Extracted text

════════

3. One column for who you measured it from (student).

Let's see how this looks:

In [None]:
# Convert to the format ggplot2 prefers
long_scores <- wide_scores %>%
    pivot_longer(
        cols = January:March,
        names_to = "Month",
        values_to = "Score"
    )

# Show the ggplot2-friendly (long) format
long_scores

Now each row represents one score for one student in one month. This might look repetitive, but it makes plotting much easier because:
1. Every measurement has its own row.
2. Each column represents a single type of information.

### Key Points to Remember:

1. **Excel Format (Wide)**
   - Each row is one entity (one student, one city).
   - Measurements spread across columns.
   - Easy for data entry.
   - Good for viewing individual records.

2. **ggplot2 Format (Long)**
   - Each row is one measurement.
   - Clear columns for:
     - What you measured (scores, temperature).
     - When/where you measured it (month, time of day).
     - Who/what you measured it from (student, city).
   - Perfect for visualization.
   - Makes it easy to:
     - Compare across categories.
     - Show changes over time.
     - Group by different variables.

---

<a id='basic-plots'></a>
## 5. Let's Start with a Simple Example

Before diving deep into ggplot2, let's create a basic visualization to see the power of the grammar of graphics approach. We'll use the Palmer Penguins dataset, which contains measurements from three penguin species.

Below, we'll create a scatter plot showing the relationship between flipper length and body mass of penguins.

In [None]:
# Create our first plot
ggplot(penguins, 
       aes(x = flipper_length_mm, 
           y = body_mass_g, 
           color = species)) +
  geom_point(alpha = 0.7) +
  theme_minimal() +
  labs(title = "Penguin Size Measurements",
       x = "Flipper Length (mm)",
       y = "Body Mass (g)",
       color = "Species")

This first visualization already shows us several key features of ggplot2:
- **Clear mapping of variables to visual elements**: x-axis, y-axis, color.
- **Automatic legend creation**: ggplot2 adds a legend based on the aesthetics.

════════

Record list
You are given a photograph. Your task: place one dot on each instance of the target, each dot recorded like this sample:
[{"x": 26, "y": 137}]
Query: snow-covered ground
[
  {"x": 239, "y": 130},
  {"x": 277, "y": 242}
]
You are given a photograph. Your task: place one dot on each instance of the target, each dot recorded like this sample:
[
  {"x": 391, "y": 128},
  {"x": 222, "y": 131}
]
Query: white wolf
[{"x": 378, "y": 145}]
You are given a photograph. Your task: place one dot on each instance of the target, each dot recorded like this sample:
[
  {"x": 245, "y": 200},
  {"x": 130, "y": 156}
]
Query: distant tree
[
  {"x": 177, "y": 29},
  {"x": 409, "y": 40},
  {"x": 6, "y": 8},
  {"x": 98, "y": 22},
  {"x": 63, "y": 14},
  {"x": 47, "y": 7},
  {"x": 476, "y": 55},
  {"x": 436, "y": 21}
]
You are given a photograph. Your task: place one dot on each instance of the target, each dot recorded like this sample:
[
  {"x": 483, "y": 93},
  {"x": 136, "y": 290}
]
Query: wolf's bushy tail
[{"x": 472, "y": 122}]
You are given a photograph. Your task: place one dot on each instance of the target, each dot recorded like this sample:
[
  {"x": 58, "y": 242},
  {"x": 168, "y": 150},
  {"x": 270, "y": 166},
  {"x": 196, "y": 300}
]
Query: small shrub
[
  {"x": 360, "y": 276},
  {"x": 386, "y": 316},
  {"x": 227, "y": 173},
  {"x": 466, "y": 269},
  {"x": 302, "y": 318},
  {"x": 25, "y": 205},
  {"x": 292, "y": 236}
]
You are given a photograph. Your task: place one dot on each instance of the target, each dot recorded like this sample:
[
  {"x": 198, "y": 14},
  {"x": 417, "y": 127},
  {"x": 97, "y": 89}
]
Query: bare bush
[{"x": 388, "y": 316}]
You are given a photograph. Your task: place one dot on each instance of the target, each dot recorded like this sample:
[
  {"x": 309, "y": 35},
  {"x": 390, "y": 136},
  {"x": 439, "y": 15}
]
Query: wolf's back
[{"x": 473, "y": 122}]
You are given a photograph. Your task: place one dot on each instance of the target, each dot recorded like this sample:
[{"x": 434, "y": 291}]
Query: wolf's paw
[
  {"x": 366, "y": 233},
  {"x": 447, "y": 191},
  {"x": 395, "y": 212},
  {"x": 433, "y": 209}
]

════════

What is asked
Write out, word for word, the part of the ggplot2 tutorial that opens with the words containing "### Key Points" and closes with "for data entry.".

Expected output
### Key Points to Remember:

1. **Excel Format (Wide)**
   - Each row is one entity (one student, one city).
   - Measurements spread across columns.
   - Easy for data entry.